Lo sguardo spazia all'orizzonte e il pensiero è già diviso tra i ricordi di queste isole dominate dal verde assoluto e la voglia di scoprire cosa l'Islanda abbia in serbo per noi.
Nell'attesa dell'imbarco scambiamo impressioni e consigli con un gruppo di motociclisti olandesi e non manca l'amichevole disputa sulla scelta del percorso: percorrere la Ring Road, la strada perimetrale, in senso orario o antiorario?
Trascorriamo le ore della traversata ripassando l'itinerario e confermiamo l'ipotesi originaria: gireremo l'Islanda in senso orario!
Sono ormai le 9 del mattino del 29 luglio 2010: attracchiamo a Seydisfjordur.
C'è la nebbia, ma temprati dal clima faroese non ci scoraggiamo. E infatti, superato il passo per raggiungere Egilsstadir, dove ci fermiamo per i rifornimenti, esce un sole caldo che ci pare di buon auspicio per l'inizio dell'avventura!
Abbandonata la cittadina seguiamo la 931 che costeggia la sponda occidentale del lago Lagarfljót. L'aria è tersa e si distingue nettamente, anche da sotto la visiera, il profumo della resina.
In questa zona infatti c'è la più vasta area forestale di tutta l'Islanda (e praticamente anche l'unica) che comprende una colonia di larici piantata nel 1938.
Terminato il tratto costiero, l'asfalto sfocia in uno sterrato battuto che ci regala i primi paesaggi lunari e un bel colpo d'occhio sul monte Snaefell.

DATI ESTRATTI:
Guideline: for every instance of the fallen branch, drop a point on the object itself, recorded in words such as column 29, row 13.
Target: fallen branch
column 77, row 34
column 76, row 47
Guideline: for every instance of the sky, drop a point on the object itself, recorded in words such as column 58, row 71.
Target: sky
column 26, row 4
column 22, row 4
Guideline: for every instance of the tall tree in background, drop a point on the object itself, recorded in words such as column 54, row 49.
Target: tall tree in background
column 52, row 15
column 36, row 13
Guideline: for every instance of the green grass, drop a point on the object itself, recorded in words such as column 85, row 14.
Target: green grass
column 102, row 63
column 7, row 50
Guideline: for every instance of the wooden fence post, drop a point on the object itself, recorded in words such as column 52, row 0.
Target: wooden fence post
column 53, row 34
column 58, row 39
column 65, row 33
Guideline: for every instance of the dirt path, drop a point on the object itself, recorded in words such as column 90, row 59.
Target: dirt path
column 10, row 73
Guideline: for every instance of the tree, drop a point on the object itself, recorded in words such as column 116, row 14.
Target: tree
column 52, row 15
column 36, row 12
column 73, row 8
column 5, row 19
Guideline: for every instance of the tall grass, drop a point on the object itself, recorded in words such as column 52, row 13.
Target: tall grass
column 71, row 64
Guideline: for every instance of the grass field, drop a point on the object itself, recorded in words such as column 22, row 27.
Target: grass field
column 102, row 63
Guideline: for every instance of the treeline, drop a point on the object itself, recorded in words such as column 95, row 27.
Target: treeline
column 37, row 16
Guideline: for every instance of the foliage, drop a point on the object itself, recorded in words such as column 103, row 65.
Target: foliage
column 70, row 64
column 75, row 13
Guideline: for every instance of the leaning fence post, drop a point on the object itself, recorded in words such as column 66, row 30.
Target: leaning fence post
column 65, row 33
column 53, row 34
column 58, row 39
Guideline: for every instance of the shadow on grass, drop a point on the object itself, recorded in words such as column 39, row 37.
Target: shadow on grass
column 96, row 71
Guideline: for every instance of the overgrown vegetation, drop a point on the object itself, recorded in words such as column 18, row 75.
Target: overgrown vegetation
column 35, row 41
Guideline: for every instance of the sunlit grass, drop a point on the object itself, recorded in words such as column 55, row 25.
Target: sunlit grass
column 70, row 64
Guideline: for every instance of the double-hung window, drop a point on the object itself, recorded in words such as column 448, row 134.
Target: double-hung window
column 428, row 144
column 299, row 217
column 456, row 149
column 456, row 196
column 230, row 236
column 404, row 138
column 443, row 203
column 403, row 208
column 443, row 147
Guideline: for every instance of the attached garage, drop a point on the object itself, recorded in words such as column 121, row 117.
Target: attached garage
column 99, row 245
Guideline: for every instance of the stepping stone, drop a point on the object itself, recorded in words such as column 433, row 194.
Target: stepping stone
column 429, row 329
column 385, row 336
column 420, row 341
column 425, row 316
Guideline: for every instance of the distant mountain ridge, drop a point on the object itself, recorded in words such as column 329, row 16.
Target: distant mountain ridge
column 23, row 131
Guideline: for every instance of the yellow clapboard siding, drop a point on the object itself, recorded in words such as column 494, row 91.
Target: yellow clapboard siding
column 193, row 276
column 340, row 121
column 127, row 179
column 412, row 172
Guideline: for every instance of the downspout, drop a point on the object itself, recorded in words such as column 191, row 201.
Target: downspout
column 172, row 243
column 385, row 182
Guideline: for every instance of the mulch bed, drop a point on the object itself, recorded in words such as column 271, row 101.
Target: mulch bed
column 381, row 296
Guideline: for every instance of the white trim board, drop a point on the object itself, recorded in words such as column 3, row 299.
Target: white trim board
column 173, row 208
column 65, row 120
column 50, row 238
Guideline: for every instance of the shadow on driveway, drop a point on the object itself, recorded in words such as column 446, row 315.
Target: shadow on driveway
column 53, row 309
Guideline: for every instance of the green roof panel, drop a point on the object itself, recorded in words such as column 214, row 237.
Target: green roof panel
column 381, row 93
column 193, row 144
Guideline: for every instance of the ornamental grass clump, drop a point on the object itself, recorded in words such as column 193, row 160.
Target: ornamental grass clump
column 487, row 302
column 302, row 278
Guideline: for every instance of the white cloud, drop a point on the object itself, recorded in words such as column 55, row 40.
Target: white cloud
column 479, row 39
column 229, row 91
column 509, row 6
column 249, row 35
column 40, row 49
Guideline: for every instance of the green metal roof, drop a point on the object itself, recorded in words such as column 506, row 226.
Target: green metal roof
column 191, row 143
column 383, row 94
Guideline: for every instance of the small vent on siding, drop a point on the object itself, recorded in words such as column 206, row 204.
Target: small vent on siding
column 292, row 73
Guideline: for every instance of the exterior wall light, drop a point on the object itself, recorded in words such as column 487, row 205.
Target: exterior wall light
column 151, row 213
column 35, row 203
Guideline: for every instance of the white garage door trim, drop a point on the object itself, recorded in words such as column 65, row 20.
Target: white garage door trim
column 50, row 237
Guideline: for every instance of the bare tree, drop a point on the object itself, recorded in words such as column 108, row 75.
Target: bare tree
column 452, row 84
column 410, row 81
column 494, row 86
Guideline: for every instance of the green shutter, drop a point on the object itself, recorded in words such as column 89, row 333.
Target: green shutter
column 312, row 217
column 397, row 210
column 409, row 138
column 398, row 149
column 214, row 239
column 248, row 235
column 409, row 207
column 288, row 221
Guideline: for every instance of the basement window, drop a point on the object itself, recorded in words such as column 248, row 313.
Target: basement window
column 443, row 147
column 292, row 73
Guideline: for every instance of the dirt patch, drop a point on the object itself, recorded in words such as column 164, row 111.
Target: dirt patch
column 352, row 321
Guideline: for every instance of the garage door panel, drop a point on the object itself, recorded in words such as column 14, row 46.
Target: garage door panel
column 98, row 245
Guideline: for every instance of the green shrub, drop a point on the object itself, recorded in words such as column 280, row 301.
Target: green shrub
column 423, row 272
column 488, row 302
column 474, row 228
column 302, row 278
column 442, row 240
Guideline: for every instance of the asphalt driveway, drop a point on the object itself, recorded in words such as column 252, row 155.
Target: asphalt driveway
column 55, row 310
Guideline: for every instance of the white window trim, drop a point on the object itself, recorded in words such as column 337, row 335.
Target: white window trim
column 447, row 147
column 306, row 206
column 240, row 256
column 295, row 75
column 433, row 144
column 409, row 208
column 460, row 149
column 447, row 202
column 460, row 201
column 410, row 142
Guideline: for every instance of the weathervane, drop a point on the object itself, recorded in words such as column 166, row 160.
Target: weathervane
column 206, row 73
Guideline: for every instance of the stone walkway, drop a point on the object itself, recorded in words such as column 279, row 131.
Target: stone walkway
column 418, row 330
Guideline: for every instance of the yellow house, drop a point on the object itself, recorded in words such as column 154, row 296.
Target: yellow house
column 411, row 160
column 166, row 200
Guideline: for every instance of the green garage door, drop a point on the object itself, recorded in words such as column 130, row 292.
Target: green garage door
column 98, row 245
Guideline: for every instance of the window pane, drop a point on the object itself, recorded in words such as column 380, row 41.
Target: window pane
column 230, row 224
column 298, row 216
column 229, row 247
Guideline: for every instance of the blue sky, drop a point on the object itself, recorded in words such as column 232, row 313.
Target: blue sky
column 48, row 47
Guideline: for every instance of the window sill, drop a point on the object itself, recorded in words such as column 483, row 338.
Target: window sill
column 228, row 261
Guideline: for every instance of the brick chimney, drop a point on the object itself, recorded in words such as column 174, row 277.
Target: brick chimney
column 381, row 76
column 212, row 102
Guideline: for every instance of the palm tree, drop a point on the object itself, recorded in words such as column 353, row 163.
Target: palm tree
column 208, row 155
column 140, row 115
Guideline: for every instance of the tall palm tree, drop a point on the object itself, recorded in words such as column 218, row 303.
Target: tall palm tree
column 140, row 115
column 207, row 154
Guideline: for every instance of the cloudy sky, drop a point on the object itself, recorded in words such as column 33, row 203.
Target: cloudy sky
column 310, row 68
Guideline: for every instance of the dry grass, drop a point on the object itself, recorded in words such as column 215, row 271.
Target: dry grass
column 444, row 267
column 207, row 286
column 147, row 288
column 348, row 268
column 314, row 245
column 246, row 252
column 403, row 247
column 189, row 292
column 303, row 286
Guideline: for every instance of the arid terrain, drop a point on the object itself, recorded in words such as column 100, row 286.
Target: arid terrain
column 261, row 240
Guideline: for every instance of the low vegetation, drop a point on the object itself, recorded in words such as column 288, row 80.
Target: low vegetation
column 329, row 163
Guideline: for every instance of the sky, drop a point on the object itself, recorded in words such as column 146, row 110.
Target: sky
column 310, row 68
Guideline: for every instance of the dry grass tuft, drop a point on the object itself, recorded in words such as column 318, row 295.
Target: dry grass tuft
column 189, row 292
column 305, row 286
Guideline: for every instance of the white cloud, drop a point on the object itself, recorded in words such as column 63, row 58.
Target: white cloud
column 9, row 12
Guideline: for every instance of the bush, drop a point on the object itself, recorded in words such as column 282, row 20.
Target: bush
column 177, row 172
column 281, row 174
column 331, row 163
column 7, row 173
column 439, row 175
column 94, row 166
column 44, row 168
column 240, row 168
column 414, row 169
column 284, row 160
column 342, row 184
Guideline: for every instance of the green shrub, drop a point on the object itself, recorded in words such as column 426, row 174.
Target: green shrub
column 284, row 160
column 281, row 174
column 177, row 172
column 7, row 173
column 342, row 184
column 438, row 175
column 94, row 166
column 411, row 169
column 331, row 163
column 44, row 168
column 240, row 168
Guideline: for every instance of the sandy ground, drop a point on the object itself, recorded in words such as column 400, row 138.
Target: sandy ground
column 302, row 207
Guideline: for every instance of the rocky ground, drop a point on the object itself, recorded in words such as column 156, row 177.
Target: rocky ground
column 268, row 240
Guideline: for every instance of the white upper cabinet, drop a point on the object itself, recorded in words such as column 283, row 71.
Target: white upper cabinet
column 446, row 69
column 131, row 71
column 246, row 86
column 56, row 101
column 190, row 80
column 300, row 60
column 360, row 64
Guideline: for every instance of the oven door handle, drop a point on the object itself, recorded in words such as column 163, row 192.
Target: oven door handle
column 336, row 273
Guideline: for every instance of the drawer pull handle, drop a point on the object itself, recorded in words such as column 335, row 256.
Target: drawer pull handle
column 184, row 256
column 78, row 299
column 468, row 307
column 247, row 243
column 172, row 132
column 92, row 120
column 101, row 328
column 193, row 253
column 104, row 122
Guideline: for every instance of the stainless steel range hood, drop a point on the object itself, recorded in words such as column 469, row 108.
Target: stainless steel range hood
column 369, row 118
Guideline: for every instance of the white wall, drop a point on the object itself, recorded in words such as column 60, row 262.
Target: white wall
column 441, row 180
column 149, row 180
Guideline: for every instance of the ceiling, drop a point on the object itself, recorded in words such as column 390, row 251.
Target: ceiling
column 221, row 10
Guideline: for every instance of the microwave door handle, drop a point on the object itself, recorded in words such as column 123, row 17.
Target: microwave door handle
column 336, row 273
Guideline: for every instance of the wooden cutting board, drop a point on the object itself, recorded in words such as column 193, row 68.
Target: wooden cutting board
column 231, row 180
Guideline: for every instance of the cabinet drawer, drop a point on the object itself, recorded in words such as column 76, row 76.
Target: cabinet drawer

ESERCIZI DA SVOLGERE:
- A) Secondo il racconto di viaggio in Islanda, in che anno fu piantata la colonia di larici della zona forestale?
- B) Riporta parola per parola il passo del racconto di viaggio in Islanda che comincia con "Sono ormai le" e continua fino a "profumo della resina.".

SOLUZIONI COMPLETE:
- A) Nel 1938.

- B)
Sono ormai le 9 del mattino del 29 luglio 2010: attracchiamo a Seydisfjordur.
C'è la nebbia, ma temprati dal clima faroese non ci scoraggiamo. E infatti, superato il passo per raggiungere Egilsstadir, dove ci fermiamo per i rifornimenti, esce un sole caldo che ci pare di buon auspicio per l'inizio dell'avventura!
Abbandonata la cittadina seguiamo la 931 che costeggia la sponda occidentale del lago Lagarfljót. L'aria è tersa e si distingue nettamente, anche da sotto la visiera, il profumo della resina.